## Task item
What lines in the records below mention "town"? List them all.

┏━━

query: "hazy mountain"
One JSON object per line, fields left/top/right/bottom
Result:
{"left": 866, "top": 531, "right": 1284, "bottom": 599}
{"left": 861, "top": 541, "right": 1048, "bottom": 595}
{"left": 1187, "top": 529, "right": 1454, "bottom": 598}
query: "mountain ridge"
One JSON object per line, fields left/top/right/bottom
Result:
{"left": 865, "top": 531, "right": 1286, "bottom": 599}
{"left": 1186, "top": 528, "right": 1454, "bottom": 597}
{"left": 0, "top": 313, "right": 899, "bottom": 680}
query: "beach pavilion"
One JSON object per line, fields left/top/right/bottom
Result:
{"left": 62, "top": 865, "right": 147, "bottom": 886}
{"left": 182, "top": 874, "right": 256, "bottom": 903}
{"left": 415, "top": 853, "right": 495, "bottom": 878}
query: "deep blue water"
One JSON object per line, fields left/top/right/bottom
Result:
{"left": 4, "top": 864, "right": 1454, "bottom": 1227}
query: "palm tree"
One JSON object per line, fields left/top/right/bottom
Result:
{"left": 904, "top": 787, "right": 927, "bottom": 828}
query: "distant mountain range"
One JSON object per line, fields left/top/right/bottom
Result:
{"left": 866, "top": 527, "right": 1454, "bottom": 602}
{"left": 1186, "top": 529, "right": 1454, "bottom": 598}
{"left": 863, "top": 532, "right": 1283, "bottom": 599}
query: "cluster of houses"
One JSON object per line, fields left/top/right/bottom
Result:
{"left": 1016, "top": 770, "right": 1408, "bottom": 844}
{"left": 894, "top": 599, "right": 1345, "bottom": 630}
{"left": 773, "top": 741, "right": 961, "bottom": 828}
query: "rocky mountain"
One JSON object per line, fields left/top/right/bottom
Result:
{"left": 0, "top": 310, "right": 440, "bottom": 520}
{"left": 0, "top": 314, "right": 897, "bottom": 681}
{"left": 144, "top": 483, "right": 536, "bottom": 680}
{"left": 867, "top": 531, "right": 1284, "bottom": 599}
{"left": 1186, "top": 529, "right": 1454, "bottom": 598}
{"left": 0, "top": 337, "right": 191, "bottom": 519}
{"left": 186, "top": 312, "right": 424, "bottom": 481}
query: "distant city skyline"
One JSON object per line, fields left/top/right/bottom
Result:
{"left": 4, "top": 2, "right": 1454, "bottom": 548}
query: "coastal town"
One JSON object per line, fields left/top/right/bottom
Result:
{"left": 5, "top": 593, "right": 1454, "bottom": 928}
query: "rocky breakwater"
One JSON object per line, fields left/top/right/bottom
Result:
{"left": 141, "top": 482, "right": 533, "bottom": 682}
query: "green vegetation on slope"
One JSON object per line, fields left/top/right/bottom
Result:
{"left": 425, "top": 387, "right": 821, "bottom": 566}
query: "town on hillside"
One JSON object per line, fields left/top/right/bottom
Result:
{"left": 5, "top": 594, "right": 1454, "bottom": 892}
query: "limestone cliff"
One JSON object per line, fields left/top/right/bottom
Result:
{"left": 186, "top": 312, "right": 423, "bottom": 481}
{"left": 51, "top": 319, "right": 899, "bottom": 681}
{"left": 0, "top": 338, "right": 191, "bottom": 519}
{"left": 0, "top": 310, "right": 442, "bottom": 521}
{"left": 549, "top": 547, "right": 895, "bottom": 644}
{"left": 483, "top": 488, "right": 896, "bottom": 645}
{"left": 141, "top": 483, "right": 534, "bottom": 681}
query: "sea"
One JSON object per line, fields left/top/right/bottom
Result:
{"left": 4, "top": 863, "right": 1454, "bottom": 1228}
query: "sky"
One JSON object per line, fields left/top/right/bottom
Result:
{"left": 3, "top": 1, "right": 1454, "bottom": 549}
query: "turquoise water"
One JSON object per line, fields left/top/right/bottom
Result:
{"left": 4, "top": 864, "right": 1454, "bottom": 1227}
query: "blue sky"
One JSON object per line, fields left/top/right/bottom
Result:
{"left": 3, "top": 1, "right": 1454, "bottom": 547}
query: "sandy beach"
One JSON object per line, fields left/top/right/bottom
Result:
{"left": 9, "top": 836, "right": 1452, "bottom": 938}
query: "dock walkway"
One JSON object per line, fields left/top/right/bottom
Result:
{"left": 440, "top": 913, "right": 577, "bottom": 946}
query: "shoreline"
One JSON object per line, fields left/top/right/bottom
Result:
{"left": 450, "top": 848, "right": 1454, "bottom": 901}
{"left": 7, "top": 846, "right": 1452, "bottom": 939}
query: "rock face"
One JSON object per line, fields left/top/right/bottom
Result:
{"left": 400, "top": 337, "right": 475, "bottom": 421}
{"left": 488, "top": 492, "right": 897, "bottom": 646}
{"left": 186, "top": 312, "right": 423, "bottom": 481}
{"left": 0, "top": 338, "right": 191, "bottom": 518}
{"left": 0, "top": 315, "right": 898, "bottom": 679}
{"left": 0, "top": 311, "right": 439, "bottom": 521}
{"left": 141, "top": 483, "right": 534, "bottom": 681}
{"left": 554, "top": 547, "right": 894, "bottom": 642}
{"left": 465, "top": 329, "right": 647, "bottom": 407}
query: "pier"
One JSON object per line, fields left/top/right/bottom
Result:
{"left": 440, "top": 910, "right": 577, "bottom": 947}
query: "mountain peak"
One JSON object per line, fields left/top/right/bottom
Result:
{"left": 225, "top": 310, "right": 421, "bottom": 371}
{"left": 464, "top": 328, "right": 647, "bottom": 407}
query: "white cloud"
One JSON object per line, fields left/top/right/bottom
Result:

┗━━

## Solution to the problem
query: "coastal town"
query: "town on hillside"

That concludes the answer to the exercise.